Goal
Write out the material below word for word, starting with the line that contains "Where can you spot the harvested" and going on through the line that contains "(1073, 502)", both included.

Available records
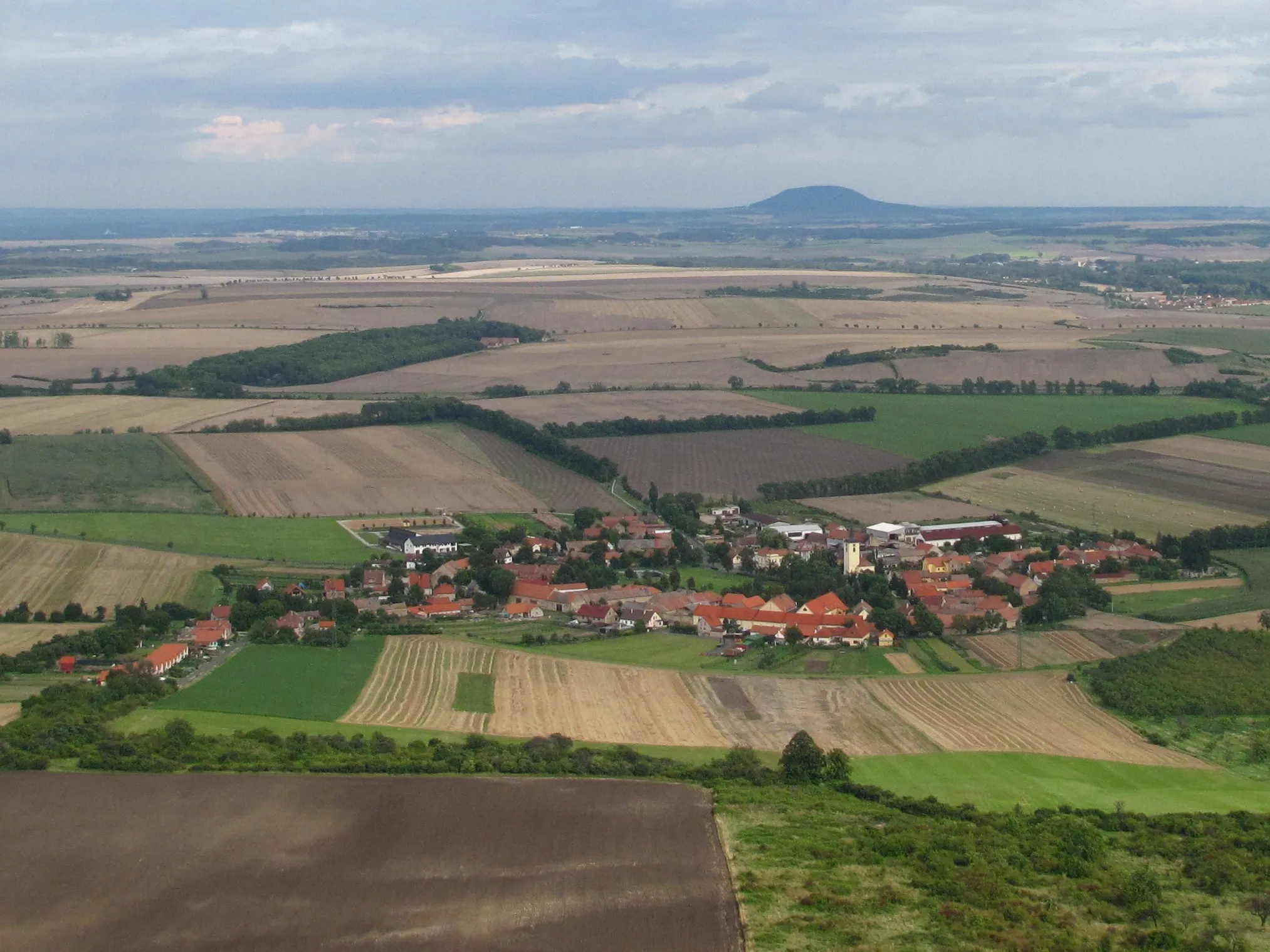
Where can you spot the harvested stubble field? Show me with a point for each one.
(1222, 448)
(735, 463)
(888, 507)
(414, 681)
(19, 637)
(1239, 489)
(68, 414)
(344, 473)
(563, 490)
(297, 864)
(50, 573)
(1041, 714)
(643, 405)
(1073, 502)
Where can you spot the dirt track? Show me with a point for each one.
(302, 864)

--

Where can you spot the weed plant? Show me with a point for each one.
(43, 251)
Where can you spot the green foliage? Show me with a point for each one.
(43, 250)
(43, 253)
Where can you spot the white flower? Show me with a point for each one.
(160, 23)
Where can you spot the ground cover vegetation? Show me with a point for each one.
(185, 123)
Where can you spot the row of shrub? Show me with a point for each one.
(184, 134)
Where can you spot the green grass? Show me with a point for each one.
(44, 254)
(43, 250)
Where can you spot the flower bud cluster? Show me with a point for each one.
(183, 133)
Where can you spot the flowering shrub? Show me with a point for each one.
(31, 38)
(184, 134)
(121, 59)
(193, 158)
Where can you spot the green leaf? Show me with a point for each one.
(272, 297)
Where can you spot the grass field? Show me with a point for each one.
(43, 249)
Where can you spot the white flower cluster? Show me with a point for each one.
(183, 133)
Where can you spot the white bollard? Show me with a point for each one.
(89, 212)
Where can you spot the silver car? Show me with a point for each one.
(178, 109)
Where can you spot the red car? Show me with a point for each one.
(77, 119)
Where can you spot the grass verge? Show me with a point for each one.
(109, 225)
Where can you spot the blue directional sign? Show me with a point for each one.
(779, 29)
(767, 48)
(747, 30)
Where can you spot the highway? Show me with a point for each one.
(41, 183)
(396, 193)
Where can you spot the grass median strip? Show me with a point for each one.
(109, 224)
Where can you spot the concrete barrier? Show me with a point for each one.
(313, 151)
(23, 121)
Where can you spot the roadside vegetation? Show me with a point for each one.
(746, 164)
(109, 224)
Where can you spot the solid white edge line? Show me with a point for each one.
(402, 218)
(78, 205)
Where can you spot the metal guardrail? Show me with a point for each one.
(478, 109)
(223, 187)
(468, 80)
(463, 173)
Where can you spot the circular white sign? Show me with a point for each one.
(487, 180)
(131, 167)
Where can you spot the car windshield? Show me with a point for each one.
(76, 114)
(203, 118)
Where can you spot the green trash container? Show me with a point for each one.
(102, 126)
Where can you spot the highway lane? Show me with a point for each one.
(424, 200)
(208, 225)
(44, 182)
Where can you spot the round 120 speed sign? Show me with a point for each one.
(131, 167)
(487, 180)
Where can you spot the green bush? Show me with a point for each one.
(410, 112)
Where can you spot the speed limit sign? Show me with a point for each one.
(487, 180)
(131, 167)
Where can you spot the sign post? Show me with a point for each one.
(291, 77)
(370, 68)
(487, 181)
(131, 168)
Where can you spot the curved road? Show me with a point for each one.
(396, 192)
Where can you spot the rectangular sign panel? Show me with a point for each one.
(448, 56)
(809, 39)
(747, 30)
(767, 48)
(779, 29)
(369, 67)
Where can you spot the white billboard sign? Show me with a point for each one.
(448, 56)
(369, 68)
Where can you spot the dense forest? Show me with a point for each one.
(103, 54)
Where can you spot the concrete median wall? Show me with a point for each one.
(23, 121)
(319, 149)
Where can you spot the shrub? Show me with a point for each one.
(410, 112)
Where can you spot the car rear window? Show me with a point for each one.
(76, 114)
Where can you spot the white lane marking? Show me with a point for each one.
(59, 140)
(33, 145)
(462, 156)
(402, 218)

Written response
Where can you spot the harvested stubble field? Show me with a point for each one.
(1222, 448)
(735, 463)
(888, 507)
(414, 681)
(19, 637)
(1239, 489)
(68, 414)
(344, 473)
(563, 490)
(297, 864)
(50, 573)
(1041, 714)
(643, 405)
(1073, 502)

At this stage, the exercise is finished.